**TASK GOAL:**
Restate word for word the lines of the data below, from the first through the one that has "(format x=23, y=10)".

*** Opening of PROVIDED DATA ***

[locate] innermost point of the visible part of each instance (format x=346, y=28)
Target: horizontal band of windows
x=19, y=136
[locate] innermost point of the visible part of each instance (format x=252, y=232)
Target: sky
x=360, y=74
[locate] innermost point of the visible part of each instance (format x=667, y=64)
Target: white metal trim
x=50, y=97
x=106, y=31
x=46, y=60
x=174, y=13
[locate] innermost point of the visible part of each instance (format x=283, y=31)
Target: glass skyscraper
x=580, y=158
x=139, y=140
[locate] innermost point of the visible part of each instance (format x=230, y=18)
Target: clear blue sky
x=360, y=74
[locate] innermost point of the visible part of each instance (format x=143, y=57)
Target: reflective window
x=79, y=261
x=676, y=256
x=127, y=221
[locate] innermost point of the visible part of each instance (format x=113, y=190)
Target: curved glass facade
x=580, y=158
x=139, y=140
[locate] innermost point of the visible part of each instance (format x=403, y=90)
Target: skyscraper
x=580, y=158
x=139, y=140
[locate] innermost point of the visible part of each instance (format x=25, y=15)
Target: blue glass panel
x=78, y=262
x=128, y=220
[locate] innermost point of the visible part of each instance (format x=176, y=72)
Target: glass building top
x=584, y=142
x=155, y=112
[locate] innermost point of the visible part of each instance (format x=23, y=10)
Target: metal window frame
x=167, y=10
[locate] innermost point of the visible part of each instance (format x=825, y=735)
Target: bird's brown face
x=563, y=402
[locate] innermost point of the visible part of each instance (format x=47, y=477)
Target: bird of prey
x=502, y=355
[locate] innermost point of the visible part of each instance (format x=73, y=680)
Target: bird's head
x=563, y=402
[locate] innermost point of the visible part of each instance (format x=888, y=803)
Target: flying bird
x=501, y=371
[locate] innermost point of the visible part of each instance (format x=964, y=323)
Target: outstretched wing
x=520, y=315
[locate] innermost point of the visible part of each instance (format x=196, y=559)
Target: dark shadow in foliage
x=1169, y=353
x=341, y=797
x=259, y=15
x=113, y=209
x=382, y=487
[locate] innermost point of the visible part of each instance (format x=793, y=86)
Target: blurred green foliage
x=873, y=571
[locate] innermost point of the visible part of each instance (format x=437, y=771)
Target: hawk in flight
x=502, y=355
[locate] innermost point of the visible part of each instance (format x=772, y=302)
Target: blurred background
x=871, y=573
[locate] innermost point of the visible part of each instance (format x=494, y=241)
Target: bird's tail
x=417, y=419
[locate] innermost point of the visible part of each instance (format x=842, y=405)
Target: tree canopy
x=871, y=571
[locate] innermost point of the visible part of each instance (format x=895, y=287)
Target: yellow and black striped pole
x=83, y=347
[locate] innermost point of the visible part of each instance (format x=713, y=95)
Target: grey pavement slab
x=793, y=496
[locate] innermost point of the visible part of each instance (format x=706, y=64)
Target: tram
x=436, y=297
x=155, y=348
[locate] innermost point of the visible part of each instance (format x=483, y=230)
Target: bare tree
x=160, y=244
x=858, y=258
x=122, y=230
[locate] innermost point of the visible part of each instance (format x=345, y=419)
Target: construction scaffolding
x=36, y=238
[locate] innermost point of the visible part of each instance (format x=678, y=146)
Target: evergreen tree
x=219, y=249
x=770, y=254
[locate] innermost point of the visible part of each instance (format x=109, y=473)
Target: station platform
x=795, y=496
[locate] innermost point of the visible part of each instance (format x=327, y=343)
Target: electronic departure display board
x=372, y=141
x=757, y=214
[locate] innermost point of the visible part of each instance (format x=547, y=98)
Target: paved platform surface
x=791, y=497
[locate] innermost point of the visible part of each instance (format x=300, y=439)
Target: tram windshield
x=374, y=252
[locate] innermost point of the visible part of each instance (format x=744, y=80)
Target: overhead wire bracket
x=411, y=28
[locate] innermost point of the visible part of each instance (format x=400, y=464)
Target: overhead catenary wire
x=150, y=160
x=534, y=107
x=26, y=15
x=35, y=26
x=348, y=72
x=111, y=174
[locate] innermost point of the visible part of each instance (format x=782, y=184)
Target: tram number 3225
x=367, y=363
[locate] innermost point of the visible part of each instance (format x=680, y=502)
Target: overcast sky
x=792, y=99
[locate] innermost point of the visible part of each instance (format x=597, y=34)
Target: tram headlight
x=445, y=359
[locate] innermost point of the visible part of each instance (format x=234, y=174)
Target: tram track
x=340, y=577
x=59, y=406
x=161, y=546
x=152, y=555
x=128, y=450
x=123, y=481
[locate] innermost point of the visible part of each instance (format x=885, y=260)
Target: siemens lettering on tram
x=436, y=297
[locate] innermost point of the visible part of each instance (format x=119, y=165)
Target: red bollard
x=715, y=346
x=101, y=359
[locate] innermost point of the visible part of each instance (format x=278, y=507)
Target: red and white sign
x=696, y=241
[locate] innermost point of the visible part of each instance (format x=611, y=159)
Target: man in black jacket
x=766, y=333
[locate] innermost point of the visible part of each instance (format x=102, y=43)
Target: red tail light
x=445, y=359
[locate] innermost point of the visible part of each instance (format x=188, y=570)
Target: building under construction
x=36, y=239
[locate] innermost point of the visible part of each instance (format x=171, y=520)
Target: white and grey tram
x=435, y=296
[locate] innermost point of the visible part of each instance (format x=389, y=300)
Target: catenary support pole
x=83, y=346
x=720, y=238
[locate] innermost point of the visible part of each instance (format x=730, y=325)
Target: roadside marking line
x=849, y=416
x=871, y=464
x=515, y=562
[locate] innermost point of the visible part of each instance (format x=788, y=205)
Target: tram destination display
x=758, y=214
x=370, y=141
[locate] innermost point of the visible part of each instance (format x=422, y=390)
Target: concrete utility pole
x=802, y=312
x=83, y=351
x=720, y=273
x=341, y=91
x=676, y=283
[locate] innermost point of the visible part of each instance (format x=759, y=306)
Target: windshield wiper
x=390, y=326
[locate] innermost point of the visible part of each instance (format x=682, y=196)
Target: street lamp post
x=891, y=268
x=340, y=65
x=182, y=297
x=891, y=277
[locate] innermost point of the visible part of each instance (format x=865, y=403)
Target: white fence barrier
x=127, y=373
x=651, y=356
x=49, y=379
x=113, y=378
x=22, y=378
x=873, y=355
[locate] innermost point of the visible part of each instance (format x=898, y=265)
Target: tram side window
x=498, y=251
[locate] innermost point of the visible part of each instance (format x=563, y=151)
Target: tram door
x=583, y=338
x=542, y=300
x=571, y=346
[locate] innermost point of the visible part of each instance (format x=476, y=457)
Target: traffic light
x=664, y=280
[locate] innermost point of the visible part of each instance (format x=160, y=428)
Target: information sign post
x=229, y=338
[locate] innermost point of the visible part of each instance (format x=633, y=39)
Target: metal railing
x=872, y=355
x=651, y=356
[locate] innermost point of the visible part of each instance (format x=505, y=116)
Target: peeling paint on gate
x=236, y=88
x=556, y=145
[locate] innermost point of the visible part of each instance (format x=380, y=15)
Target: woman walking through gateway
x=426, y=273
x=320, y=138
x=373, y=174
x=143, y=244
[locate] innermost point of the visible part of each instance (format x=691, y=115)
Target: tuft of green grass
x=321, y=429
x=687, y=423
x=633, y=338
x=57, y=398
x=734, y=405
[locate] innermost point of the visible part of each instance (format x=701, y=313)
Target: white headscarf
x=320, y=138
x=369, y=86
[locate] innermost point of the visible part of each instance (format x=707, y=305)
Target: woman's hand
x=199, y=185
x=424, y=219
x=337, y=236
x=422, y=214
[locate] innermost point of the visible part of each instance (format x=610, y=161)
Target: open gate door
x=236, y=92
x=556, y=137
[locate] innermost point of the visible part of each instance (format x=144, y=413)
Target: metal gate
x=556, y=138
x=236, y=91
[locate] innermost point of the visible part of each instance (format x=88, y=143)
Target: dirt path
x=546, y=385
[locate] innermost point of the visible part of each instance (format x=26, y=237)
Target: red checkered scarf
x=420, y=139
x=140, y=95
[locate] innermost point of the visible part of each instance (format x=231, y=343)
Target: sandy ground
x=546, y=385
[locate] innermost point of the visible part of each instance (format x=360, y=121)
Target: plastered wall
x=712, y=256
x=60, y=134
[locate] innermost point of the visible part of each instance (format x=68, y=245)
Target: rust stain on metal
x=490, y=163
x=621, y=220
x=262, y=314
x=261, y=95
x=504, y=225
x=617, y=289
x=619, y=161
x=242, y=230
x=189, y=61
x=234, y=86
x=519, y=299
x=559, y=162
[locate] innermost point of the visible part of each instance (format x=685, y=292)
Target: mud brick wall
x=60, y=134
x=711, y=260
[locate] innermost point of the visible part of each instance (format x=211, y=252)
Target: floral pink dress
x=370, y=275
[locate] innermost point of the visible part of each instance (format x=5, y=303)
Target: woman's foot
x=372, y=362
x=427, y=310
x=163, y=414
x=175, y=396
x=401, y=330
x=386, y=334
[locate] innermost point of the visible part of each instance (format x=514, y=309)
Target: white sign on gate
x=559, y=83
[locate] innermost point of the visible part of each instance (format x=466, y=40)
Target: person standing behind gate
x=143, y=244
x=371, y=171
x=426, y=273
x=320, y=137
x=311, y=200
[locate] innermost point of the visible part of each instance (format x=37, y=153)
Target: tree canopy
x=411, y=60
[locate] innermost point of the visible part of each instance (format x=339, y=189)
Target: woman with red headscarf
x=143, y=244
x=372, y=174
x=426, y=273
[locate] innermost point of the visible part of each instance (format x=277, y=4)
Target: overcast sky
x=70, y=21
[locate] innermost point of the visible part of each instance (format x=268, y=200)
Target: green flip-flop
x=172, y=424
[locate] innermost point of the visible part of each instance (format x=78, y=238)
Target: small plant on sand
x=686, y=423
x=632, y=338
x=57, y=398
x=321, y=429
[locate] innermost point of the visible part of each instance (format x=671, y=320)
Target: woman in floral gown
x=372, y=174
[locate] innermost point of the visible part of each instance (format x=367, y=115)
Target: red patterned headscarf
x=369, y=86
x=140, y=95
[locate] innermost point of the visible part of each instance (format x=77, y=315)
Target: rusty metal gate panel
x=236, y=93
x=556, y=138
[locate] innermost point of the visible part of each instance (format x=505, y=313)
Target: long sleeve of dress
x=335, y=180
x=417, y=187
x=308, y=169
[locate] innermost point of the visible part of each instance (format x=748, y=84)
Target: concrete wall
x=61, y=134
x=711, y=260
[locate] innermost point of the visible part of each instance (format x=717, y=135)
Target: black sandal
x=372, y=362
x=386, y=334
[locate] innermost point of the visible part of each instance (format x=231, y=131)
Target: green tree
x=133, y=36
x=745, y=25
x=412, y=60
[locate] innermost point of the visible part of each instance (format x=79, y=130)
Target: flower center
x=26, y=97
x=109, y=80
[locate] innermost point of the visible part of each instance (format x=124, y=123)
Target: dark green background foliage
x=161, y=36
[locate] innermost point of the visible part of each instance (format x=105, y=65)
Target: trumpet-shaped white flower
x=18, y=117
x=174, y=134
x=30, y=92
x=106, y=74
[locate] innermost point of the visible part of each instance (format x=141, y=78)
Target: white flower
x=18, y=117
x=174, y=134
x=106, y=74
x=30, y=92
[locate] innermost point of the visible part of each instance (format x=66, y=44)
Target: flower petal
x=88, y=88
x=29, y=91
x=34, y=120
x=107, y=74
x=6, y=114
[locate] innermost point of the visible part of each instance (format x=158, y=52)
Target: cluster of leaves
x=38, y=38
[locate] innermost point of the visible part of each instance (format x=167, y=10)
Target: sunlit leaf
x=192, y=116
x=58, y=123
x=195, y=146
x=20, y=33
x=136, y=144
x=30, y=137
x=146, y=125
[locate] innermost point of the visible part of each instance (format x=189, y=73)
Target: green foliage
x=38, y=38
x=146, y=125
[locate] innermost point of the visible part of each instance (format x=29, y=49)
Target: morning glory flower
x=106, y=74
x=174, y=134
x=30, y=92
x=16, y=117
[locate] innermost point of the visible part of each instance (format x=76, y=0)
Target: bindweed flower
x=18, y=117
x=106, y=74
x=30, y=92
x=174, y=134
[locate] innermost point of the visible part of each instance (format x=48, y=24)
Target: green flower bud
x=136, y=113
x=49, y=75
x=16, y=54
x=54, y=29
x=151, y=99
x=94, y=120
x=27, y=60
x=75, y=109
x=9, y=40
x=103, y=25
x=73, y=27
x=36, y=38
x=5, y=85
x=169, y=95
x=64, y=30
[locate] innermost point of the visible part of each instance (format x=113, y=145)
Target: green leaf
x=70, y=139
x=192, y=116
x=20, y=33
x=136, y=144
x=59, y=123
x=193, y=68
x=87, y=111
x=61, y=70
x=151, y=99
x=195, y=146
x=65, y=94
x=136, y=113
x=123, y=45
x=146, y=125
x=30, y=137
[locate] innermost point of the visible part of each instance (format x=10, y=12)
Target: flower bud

*** Close of PROVIDED DATA ***

**ANSWER BOX:**
[locate] innermost point of the visible part of each instance (format x=346, y=28)
Target: horizontal band of windows
x=19, y=136
[locate] innermost point of the visible part of each instance (format x=252, y=232)
Target: sky
x=360, y=74
[locate] innermost point of the visible part of each instance (format x=667, y=64)
Target: white metal trim
x=50, y=97
x=106, y=31
x=46, y=60
x=174, y=13
[locate] innermost point of the visible part of each instance (format x=283, y=31)
Target: glass skyscraper
x=580, y=158
x=139, y=140
[locate] innermost point of the visible part of each instance (format x=230, y=18)
Target: clear blue sky
x=360, y=74
[locate] innermost point of the visible part of each instance (format x=143, y=57)
Target: reflective window
x=79, y=261
x=676, y=256
x=127, y=221
[locate] innermost point of the visible part of each instance (format x=113, y=190)
Target: curved glass facade
x=580, y=158
x=139, y=140
[locate] innermost point of the visible part of each instance (format x=403, y=90)
Target: skyscraper
x=580, y=158
x=139, y=140
[locate] innermost point of the visible part of each instance (format x=25, y=15)
Target: blue glass panel
x=78, y=262
x=128, y=220
[locate] innermost point of the visible part of each instance (format x=176, y=72)
Target: glass building top
x=584, y=142
x=155, y=112
[locate] innermost point of the visible part of each instance (format x=23, y=10)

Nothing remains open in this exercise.